▶ _Exercise aim_
Pick out every line in the records below that contains the word "tile", and copy each such line in full.

# Data supplied start

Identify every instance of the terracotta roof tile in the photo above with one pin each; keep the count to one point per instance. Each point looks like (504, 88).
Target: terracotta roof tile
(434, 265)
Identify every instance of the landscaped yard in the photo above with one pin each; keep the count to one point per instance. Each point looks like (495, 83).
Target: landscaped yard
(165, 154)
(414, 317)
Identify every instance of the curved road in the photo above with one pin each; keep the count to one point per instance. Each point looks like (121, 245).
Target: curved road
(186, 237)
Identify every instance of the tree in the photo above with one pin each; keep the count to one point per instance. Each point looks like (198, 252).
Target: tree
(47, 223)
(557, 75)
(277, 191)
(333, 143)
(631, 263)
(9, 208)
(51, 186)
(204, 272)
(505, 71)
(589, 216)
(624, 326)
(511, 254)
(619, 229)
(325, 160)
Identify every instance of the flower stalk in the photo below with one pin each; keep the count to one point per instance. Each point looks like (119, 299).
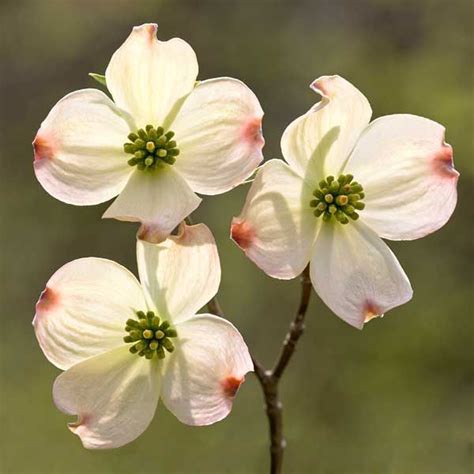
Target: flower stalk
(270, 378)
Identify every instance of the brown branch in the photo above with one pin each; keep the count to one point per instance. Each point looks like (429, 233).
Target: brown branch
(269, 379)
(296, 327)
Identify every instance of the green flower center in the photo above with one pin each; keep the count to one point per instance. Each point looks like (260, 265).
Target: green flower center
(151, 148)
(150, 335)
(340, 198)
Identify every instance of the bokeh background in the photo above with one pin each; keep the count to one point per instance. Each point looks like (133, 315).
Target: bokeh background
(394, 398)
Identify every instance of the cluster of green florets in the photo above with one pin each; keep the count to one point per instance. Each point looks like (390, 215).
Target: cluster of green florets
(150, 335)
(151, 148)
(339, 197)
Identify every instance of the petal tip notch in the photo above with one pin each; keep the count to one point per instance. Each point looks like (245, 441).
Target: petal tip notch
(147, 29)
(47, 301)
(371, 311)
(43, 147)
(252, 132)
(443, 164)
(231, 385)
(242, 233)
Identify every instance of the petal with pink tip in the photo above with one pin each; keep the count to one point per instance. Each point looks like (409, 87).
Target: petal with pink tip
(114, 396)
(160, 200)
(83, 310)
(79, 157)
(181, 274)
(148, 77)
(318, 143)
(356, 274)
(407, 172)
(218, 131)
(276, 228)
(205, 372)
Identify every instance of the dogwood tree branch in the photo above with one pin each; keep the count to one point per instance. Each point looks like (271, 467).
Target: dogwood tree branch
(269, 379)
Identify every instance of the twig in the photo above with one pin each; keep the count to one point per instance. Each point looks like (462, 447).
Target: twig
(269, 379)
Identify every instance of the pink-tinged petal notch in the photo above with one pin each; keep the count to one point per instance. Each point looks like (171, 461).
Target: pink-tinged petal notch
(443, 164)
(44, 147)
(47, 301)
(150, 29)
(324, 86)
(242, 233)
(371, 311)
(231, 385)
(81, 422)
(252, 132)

# Data supplied end
# Data supplied start

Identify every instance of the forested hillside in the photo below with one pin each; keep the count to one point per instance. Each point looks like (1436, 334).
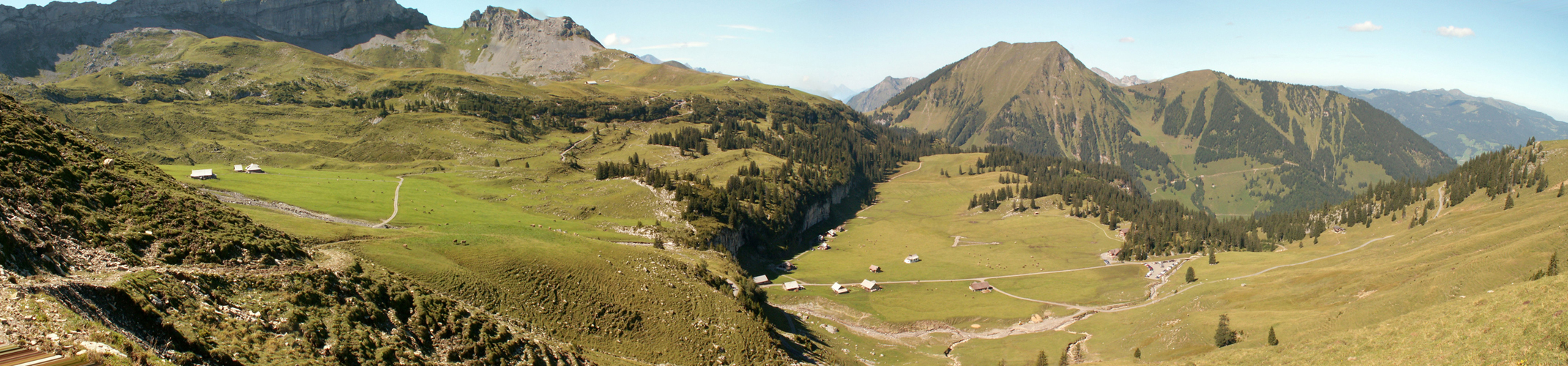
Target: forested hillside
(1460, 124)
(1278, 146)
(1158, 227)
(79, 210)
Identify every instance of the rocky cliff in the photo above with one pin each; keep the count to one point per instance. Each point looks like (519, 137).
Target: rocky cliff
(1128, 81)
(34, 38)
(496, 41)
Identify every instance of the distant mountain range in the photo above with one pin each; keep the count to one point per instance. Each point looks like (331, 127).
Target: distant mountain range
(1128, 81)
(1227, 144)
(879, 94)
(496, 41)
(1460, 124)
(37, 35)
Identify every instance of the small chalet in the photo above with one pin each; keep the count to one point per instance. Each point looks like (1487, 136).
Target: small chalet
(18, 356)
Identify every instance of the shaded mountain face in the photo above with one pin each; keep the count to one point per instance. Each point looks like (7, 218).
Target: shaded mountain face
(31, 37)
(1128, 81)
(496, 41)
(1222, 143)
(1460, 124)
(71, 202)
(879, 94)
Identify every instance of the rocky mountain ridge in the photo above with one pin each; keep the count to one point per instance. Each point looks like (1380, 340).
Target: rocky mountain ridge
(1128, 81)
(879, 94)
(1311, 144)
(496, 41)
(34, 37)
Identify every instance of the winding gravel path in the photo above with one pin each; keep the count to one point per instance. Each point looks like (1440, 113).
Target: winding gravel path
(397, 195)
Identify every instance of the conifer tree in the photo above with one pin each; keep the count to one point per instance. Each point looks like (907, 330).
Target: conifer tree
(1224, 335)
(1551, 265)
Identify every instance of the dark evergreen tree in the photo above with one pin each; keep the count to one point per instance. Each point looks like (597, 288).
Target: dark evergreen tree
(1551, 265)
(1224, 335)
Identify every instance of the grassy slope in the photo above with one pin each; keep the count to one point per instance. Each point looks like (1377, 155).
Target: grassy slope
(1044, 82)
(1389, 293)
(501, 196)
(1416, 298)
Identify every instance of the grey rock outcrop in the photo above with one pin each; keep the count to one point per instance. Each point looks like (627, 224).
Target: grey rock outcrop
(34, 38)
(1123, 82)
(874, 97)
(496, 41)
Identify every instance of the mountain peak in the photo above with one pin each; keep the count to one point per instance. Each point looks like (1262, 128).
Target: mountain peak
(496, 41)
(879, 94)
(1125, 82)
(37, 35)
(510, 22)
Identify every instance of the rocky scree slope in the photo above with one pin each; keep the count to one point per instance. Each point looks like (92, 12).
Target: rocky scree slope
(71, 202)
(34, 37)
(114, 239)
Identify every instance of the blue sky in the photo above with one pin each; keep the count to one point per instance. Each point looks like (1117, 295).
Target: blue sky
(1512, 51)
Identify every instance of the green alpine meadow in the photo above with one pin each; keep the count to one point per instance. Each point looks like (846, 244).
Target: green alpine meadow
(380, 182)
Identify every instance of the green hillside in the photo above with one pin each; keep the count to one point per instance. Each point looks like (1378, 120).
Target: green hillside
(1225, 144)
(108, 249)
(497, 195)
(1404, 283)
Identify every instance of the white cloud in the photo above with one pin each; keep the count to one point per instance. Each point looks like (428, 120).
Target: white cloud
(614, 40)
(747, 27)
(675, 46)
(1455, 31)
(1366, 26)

# Data supplied end
# Data supplied start

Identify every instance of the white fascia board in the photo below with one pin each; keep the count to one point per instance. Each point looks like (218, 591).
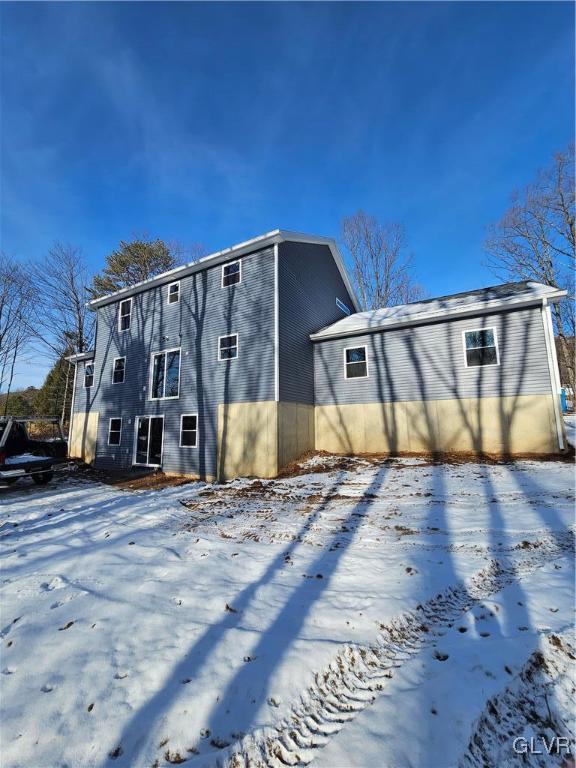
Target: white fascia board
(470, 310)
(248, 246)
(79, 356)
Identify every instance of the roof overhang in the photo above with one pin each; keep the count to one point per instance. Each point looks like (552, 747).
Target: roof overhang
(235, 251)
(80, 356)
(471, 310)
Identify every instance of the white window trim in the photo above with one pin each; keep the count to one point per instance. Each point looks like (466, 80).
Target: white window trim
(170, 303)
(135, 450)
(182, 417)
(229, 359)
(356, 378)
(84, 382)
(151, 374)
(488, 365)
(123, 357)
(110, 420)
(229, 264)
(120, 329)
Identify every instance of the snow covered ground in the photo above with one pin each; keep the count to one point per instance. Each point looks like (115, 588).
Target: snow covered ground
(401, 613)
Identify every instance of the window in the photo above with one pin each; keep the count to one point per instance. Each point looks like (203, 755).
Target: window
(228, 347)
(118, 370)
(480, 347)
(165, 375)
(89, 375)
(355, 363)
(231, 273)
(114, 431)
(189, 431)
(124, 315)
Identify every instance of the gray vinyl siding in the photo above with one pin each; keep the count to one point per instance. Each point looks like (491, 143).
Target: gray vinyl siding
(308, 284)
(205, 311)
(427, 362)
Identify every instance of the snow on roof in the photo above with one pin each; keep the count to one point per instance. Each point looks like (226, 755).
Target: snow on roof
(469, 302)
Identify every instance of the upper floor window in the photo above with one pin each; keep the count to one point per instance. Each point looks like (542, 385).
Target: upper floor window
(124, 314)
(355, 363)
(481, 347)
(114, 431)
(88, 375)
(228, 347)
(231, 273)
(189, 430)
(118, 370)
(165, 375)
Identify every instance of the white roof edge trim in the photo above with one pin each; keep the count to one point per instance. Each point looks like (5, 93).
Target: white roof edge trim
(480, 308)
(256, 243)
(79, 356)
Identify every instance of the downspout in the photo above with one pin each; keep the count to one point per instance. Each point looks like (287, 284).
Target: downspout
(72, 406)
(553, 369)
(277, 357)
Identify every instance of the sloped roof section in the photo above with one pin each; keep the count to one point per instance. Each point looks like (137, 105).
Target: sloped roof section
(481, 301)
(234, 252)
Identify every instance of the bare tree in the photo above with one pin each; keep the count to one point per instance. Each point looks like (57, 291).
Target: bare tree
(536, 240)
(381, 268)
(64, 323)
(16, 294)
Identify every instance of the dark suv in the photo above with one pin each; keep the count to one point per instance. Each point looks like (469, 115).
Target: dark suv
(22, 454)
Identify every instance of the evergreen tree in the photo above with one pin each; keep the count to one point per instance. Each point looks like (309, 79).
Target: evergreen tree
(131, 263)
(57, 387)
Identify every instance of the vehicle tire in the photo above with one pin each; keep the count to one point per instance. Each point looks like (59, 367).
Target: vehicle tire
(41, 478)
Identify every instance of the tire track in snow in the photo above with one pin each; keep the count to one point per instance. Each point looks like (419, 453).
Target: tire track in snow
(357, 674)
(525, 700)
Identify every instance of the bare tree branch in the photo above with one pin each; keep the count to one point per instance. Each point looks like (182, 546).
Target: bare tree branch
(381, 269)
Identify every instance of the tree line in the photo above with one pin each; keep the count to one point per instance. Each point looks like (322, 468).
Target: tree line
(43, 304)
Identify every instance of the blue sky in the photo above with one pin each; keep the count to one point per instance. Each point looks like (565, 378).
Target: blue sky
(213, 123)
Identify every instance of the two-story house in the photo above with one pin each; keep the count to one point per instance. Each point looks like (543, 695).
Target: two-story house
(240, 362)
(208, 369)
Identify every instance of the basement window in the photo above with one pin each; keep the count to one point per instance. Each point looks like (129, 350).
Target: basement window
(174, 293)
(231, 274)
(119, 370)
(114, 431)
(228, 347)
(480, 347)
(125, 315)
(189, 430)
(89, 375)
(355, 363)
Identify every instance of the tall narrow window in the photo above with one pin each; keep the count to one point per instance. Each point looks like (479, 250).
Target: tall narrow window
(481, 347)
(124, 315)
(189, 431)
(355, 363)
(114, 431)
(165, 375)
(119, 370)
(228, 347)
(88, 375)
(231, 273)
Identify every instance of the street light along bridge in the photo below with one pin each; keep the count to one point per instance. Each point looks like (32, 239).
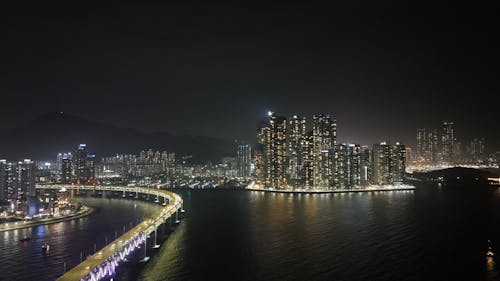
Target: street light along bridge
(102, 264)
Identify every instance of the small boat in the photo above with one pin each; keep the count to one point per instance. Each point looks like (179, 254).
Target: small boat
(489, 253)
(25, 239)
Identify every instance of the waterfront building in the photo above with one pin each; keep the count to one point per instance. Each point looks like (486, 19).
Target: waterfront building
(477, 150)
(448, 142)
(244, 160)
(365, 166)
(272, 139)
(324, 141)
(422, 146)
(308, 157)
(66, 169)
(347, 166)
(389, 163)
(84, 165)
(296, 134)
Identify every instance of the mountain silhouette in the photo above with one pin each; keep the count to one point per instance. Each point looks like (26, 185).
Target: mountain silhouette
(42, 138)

# Data supplied end

▶ _Written response_
Identify every instance of the terracotta roof tile in the photo above with one pin each; keep the count to one point per instance. Each point looks like (504, 88).
Target: terracotta roof tile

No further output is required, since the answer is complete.